__本文__:
今月から、『憂いのない来世』という題でお話しを致します。

このお話は97回目の「法泉会」という法話会で話したものです。
平成22年3月25日のことです。5年ほど前になりますので、少し手を加えて進めていきます。

来世について

まず、ここでお話しする来世の意味は、亡くなって後に行く世界のこととします。

転生輪廻(てんしょうりんね)し、生まれ変わり死に変わりして、
時代の異なった世界に生まれ変わることまで視野にいれると、
話がとても複雑になります。

ですから、来世を「亡くなっていく死後の世界」というぐらいの範囲に止め、
お話をしていきます。

憂いとは

憂いとは、自分の思ってもみなかったような不幸が起きたときに、
不安になったり、嘆き悲しんだりするという意味があります。
あるいは、前にしたことを後になって後悔し、
不幸な思いになる場合もあります。

なぜ、このような後悔する憂いに至るのかです。
それは真実を知らずに、あるいはその真実を信じなかったために、
しっかり仕事をしなかったり、生きてこなかったからといえます。

死後の世界である来世に行って、憂うることなく、そこでも幸せに暮らせる。
そのためにはどう生きていったらよいのか、
どのような考えを大切にしていったらよいのかを考えてみます。

アリとキリギリスのお話

『イソップ物語』の中に、「アリとキリギリス」の話があります。
この物語はよく知られているお話です。

アリが夏の間一生懸命働いて冬の食べ物の蓄えをしているとき、キリギリスは、
「アリさん。どうしてそんなに汗を流して働くんだい」
と、バカにしたようにアリに問いかけます。

アリは
「今は夏で食べ物がたくさんあるけれど、
冬になれば、何の食べ物もなくなるんだよ。
その時、困らないように、食べ物を蓄(たくわ)えているんだ」

「そんなの冬になってみなくちゃあ、わからないだろう。
今はこんなに食べ物があるんだ。
遊んで暮らしていたほうが、楽でいいじゃないか」
そうキリギリスはアリに言って、働こうとしませんでした。

やがて冬が来て、あたりに食べ物がなくなると、
キリギリスは、初めてアリの言ったことを理解し、
アリに食べ物をもらいにいきました。

でも、アリに断られ、辛い苦しい思いをしなくてはなりませんでした。

このようなお話でした。

キリギリスは働かないで遊んで暮らしていたことを後悔し、憂いています。

なぜ、キリギリスは後悔し憂いているのかと考えると、
冬になったら寒くなり、食べ物がなくなってしまうという
事実、真実を知らなかった。
あるいは、食べ物がなくることを信じようとしなかったからです。

ですから真実を知らないので、
夏の間、コツコツと働いて、冬に準備をしなかった、
努力をしなかったわけです。

できれば、疲れたときには音楽で身体を癒しながら、
冬のために働いて、すこしずつでも、蓄えを作っていく。
そんな生き方ができればと思うのです。

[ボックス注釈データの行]

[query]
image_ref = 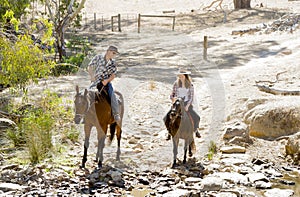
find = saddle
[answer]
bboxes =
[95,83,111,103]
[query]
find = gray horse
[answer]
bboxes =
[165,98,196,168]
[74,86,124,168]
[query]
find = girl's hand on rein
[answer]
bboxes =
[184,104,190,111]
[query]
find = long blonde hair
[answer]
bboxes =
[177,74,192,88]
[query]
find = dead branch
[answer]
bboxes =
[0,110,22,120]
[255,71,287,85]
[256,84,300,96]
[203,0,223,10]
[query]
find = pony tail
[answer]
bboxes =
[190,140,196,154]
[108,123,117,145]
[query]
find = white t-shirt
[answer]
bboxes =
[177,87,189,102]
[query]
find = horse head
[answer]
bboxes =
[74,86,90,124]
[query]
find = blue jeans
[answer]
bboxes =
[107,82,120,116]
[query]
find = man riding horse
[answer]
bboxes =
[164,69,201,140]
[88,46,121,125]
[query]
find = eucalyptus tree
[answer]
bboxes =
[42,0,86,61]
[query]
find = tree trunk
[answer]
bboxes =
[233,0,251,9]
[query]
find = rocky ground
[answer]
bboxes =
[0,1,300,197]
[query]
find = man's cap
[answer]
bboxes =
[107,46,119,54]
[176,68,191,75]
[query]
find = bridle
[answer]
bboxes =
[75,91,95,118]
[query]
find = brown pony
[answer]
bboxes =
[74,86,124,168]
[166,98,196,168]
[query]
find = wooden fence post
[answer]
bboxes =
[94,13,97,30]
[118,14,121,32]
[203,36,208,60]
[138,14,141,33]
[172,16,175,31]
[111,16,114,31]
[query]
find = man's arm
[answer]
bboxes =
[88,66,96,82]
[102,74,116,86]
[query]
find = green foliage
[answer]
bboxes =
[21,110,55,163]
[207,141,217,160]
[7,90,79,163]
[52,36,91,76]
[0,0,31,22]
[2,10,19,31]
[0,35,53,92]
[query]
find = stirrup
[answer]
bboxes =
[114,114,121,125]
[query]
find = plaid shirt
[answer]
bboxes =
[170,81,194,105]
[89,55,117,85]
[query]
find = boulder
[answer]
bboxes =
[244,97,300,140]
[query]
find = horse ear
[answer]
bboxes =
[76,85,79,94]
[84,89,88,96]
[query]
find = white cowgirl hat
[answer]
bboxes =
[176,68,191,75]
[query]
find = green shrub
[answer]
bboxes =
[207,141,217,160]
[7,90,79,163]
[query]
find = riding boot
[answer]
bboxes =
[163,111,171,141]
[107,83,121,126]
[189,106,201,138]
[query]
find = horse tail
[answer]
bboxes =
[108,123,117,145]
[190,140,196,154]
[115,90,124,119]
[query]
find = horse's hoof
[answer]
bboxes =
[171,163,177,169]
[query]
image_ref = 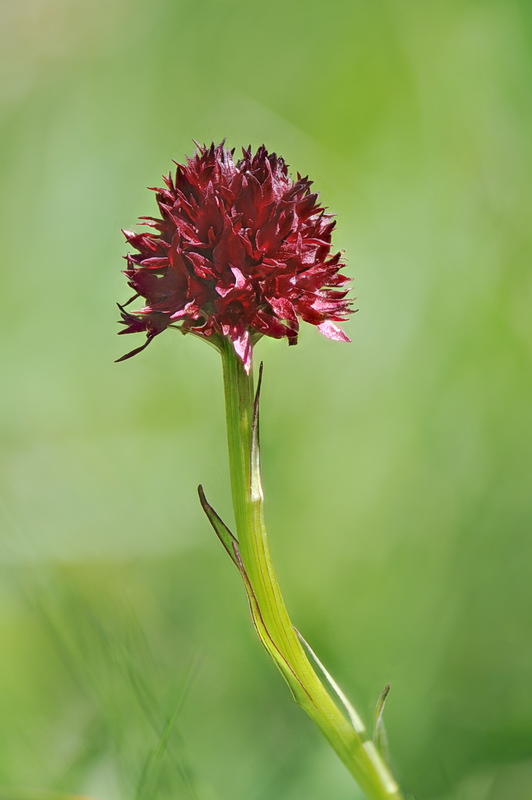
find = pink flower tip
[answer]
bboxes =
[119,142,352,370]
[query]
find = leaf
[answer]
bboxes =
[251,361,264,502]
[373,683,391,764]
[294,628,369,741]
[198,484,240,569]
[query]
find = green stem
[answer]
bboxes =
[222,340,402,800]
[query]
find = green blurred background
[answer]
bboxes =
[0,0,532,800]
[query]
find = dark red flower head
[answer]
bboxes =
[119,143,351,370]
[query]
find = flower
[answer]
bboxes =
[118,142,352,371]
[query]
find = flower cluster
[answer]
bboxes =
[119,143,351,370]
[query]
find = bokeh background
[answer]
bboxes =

* * *

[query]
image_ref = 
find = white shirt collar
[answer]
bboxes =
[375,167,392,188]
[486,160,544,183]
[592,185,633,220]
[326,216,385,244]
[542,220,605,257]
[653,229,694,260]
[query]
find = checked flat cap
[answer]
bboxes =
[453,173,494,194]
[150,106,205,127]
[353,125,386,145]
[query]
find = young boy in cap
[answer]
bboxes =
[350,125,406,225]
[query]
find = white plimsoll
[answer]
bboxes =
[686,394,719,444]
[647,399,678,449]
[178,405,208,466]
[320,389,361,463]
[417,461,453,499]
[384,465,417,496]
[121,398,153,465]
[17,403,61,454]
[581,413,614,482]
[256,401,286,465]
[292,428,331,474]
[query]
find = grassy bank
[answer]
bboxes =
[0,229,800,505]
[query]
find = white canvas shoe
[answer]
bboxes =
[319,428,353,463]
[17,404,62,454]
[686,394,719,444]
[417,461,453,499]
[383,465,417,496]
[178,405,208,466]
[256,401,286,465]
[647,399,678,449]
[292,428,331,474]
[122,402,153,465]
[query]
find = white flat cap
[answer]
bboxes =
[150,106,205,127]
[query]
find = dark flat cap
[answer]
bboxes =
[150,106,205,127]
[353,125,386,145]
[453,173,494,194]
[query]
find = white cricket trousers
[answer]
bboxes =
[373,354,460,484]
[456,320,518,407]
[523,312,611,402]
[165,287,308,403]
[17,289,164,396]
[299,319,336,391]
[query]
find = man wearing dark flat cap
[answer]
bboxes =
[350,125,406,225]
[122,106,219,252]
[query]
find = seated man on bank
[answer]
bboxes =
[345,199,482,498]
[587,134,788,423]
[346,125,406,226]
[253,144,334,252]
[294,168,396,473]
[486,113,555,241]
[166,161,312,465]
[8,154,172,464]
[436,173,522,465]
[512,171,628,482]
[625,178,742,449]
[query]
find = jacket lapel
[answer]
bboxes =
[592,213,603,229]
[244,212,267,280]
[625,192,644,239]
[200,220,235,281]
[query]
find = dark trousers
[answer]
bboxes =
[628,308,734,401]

__取り組む課題__:
1 > 本文によると、この話は何回目の「法泉会」で話されたものですか。
2 > 記録の中から、文字列「flat」を含む行をすべて返しなさい。

__解答一覧__:
1 > 97回目の「法泉会」です。

2 >
find = checked flat cap
find = white flat cap
find = dark flat cap
find = man wearing dark flat cap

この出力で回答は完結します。